• [TASK TO COMPLETE]: Count the lines in the items below that contain the string "straws", treating case as significant. Give only the number.
-- Begin RECORDS SUPPLIED --
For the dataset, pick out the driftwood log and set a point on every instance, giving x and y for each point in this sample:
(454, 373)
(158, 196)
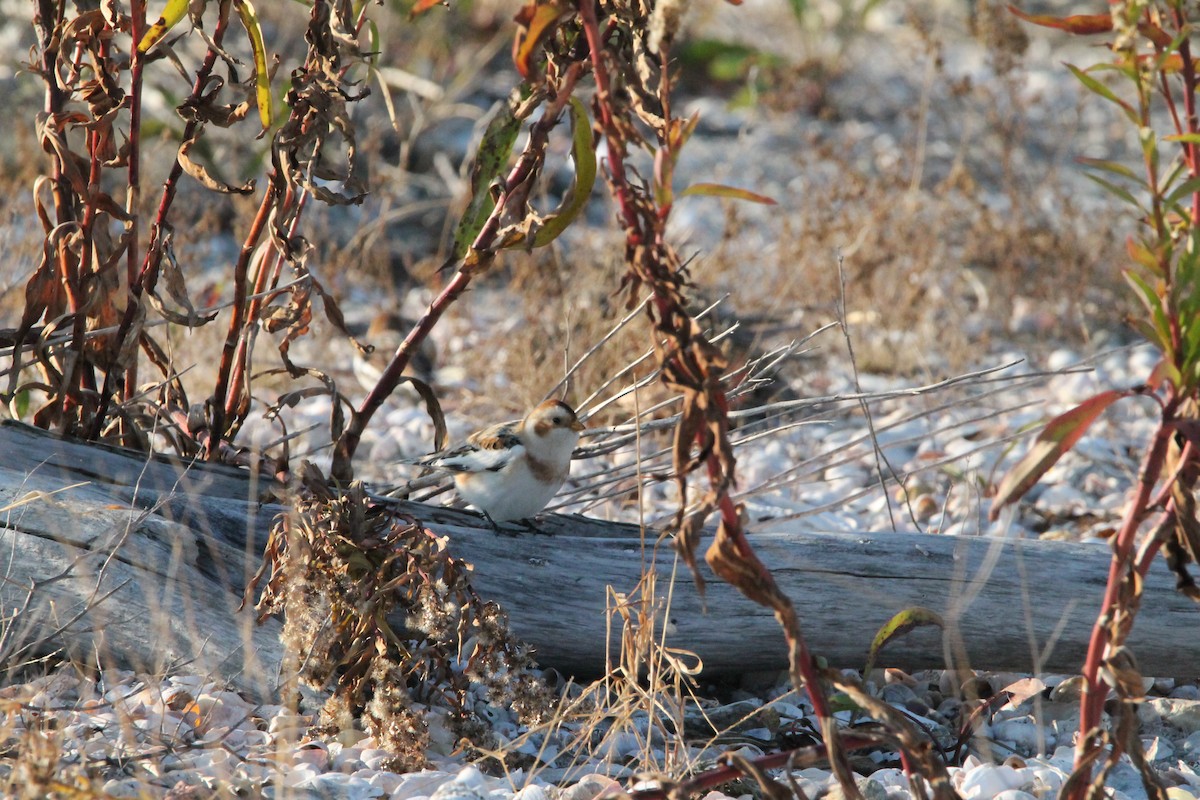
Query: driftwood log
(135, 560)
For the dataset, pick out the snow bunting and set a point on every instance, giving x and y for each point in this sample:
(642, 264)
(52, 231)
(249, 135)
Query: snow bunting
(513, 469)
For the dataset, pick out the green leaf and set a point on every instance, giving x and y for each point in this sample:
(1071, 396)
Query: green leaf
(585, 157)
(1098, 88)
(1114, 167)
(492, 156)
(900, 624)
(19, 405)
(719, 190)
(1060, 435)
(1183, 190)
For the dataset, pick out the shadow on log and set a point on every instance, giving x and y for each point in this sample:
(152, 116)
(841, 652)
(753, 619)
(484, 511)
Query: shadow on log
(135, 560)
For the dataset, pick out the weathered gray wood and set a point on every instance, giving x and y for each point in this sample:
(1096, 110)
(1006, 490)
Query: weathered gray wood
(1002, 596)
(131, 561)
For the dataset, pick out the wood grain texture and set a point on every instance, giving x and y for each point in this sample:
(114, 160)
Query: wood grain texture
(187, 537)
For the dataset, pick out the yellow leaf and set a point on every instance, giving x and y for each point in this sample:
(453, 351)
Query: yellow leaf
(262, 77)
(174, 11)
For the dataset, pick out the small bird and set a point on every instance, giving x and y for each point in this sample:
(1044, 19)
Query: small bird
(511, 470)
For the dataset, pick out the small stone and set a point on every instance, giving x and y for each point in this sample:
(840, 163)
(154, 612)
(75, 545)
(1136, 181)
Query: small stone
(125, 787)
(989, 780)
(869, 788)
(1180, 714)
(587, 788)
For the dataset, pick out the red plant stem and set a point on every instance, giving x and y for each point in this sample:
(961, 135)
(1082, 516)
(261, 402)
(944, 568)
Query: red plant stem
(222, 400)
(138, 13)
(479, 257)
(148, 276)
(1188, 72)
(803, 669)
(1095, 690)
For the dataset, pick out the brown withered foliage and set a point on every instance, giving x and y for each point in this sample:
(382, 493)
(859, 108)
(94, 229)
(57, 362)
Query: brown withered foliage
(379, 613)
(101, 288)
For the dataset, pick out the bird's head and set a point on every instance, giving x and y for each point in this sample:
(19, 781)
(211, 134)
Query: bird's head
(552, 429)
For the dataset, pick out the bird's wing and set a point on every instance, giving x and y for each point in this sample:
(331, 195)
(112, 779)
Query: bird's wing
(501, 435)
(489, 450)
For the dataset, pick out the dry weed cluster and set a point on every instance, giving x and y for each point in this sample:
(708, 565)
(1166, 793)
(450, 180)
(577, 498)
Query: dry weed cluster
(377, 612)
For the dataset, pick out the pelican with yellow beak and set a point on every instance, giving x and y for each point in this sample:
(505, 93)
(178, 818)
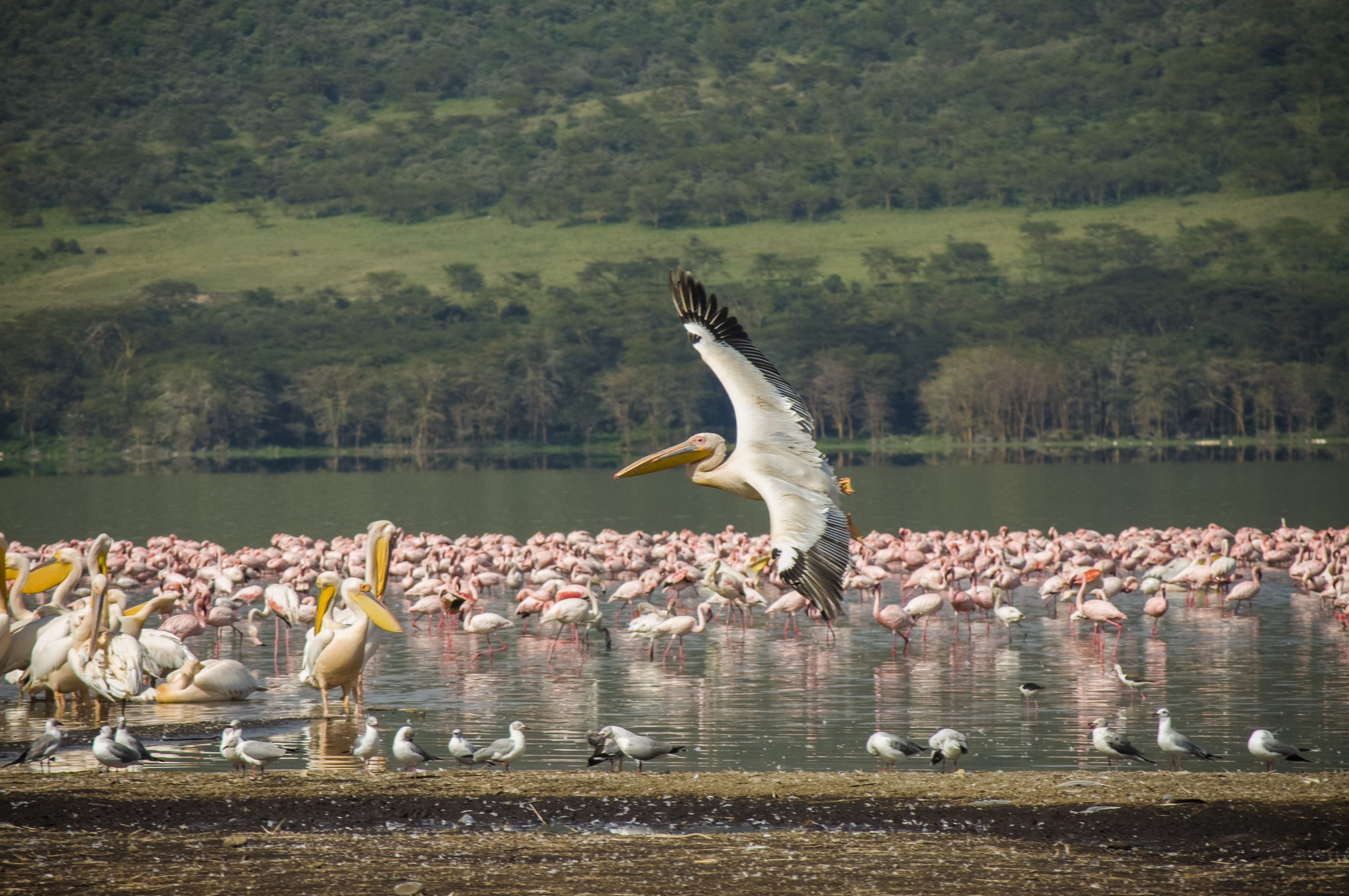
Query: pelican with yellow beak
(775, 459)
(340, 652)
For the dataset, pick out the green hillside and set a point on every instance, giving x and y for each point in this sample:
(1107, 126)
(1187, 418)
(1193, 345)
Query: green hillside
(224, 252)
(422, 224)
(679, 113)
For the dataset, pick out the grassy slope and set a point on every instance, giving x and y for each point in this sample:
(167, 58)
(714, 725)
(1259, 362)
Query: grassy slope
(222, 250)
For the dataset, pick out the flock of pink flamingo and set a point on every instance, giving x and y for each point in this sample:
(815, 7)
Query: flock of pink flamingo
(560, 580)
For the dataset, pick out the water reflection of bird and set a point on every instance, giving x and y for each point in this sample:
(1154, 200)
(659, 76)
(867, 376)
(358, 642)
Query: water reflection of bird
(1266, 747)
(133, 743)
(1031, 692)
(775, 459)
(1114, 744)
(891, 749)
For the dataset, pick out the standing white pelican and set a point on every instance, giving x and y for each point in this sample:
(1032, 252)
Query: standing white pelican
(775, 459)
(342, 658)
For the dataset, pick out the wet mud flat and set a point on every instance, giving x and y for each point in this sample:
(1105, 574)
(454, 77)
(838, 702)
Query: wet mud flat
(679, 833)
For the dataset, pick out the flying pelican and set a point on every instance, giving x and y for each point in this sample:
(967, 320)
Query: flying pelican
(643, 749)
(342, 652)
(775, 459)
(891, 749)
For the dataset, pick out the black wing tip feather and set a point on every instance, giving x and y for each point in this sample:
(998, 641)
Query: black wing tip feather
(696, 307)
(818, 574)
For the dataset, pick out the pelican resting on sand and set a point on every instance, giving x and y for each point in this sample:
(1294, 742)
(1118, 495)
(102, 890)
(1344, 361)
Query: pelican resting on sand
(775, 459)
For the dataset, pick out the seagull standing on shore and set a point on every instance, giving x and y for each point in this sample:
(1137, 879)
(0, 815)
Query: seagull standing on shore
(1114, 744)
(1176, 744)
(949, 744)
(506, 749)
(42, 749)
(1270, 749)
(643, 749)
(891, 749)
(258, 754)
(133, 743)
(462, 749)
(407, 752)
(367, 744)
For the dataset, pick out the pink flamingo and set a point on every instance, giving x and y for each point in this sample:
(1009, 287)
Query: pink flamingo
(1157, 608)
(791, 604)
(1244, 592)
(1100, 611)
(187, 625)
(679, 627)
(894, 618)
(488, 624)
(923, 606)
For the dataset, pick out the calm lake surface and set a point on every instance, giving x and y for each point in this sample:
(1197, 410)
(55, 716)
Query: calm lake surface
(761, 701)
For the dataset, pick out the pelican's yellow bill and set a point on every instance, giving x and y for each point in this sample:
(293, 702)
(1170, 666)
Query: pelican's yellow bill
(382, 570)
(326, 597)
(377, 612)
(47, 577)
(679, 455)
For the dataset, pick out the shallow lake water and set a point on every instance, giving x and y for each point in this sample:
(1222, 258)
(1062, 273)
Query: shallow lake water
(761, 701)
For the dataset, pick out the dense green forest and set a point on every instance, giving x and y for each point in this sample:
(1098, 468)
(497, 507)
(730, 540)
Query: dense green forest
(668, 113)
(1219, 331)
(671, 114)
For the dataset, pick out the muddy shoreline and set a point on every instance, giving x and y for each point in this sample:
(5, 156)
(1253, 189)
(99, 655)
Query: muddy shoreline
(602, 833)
-- End RECORDS SUPPLIED --
-- Begin RECORDS SUPPLIED --
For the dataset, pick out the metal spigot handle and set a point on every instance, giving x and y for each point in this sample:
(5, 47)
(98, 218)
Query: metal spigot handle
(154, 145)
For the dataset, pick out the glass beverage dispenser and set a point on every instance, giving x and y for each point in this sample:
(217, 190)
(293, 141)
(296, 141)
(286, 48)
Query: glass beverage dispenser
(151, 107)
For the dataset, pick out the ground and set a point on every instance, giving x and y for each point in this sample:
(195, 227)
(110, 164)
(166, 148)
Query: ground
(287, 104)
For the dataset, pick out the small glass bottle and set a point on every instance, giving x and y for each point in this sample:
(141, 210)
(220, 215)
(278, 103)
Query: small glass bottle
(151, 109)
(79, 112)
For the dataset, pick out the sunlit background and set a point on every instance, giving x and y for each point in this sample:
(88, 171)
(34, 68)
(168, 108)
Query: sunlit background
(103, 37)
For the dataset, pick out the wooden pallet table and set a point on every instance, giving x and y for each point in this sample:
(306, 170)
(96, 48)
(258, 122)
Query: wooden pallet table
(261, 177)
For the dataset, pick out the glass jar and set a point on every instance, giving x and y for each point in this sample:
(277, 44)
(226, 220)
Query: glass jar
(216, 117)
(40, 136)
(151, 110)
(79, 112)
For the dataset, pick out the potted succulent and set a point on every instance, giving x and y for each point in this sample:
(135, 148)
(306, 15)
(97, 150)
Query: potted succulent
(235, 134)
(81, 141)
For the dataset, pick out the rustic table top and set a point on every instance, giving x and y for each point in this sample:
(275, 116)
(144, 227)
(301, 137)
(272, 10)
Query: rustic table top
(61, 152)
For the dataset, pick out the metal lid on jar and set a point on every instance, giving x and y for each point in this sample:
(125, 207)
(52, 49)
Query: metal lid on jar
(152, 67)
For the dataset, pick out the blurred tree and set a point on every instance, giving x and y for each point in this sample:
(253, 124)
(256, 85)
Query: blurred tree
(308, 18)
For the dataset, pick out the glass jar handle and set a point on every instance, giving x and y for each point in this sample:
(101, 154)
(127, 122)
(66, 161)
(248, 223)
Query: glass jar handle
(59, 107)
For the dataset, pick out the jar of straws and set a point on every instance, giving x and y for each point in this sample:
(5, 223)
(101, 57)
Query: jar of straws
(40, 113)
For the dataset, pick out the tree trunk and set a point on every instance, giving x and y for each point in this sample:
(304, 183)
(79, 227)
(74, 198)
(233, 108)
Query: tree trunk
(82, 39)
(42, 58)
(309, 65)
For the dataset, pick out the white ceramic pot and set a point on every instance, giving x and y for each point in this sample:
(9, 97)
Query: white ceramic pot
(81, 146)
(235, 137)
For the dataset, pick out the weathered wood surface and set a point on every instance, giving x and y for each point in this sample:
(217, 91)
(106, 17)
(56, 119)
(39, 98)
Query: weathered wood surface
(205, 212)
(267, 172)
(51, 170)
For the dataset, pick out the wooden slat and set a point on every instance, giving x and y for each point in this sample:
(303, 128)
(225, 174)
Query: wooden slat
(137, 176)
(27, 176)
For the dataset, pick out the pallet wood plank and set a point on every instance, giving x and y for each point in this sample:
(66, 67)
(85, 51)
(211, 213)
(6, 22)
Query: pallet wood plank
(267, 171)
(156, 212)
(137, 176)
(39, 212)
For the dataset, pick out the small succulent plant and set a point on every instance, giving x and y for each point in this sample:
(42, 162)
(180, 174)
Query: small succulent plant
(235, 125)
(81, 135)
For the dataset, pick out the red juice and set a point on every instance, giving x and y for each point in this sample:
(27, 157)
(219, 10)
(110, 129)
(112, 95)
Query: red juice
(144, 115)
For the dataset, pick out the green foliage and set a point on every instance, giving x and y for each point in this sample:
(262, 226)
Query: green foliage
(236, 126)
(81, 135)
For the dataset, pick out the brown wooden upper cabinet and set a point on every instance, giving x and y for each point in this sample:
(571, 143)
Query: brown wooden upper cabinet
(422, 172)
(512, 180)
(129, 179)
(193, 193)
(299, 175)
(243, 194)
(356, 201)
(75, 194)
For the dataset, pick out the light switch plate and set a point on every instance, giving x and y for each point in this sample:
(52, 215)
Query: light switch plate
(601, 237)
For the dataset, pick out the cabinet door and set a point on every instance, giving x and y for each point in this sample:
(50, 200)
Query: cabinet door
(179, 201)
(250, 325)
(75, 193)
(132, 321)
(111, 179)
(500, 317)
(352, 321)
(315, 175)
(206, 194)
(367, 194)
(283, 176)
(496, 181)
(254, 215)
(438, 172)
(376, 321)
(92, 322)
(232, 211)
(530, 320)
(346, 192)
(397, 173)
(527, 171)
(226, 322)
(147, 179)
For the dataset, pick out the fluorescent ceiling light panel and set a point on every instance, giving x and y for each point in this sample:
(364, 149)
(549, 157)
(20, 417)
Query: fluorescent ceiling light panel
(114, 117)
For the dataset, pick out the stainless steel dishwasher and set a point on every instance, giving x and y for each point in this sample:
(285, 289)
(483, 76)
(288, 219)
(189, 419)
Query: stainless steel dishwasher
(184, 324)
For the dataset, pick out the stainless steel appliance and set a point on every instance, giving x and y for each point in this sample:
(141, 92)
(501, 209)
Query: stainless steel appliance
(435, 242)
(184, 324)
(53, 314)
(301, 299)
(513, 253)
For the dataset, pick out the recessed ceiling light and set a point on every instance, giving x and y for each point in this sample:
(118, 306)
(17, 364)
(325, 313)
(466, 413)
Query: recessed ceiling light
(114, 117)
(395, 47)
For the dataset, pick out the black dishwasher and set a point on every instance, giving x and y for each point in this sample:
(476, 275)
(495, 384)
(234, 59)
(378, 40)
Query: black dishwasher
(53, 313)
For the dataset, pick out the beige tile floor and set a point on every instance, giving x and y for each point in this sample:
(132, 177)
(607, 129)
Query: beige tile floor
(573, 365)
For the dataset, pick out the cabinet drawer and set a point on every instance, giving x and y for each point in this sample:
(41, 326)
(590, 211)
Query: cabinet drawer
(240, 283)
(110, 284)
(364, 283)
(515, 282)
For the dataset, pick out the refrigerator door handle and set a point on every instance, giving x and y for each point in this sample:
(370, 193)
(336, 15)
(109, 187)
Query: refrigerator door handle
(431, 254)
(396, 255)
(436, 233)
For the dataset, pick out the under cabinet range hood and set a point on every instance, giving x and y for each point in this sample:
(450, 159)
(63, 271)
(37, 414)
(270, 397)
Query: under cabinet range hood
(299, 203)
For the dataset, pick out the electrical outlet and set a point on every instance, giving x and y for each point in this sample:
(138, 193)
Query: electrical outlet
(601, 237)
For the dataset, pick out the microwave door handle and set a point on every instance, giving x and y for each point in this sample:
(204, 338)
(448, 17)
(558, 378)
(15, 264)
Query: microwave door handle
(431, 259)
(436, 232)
-- End RECORDS SUPPLIED --
-- Begin RECORDS SUPPLIED --
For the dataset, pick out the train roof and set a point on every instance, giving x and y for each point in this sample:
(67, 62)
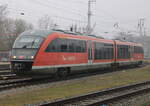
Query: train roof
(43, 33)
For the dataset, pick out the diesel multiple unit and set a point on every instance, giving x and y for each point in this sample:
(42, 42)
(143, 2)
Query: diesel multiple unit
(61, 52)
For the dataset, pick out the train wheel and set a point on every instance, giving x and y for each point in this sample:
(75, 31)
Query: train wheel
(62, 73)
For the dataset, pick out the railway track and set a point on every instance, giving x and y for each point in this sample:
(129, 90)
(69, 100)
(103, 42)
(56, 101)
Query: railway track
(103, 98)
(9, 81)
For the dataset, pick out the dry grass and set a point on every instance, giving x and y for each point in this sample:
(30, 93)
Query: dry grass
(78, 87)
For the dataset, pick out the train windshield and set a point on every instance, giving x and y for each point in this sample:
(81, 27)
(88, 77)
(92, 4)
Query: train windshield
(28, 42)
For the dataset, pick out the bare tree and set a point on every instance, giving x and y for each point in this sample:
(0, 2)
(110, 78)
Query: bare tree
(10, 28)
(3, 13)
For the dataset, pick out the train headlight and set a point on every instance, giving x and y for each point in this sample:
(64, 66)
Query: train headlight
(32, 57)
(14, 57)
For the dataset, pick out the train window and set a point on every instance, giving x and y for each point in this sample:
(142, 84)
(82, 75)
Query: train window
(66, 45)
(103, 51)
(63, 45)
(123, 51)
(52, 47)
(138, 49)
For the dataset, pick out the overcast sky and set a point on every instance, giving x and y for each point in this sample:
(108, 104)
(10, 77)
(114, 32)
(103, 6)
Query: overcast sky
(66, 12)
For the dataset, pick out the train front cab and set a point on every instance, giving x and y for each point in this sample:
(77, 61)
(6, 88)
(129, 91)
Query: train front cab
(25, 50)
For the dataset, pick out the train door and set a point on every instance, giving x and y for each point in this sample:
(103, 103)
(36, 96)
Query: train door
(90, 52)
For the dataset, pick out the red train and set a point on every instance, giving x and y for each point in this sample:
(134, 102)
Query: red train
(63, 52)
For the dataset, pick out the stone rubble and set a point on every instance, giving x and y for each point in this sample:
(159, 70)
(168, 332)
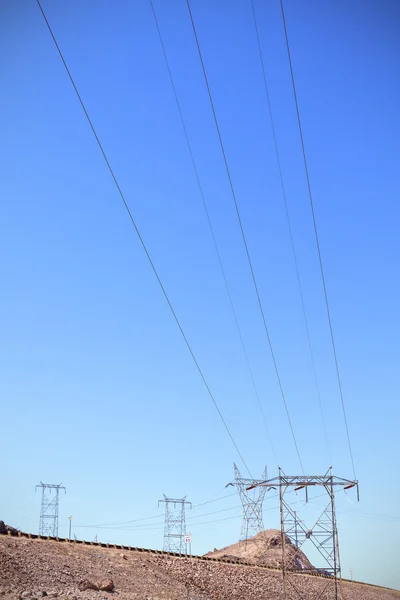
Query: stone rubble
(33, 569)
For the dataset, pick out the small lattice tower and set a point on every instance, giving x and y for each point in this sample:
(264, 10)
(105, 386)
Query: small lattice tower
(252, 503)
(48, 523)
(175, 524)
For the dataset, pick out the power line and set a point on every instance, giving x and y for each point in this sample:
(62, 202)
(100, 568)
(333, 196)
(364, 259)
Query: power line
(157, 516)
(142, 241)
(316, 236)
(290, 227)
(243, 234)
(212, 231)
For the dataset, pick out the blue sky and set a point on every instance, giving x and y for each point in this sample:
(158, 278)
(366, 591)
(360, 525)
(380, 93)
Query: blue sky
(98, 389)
-- End RECORDS SUPPLIED --
• [FINISHED TASK]: 2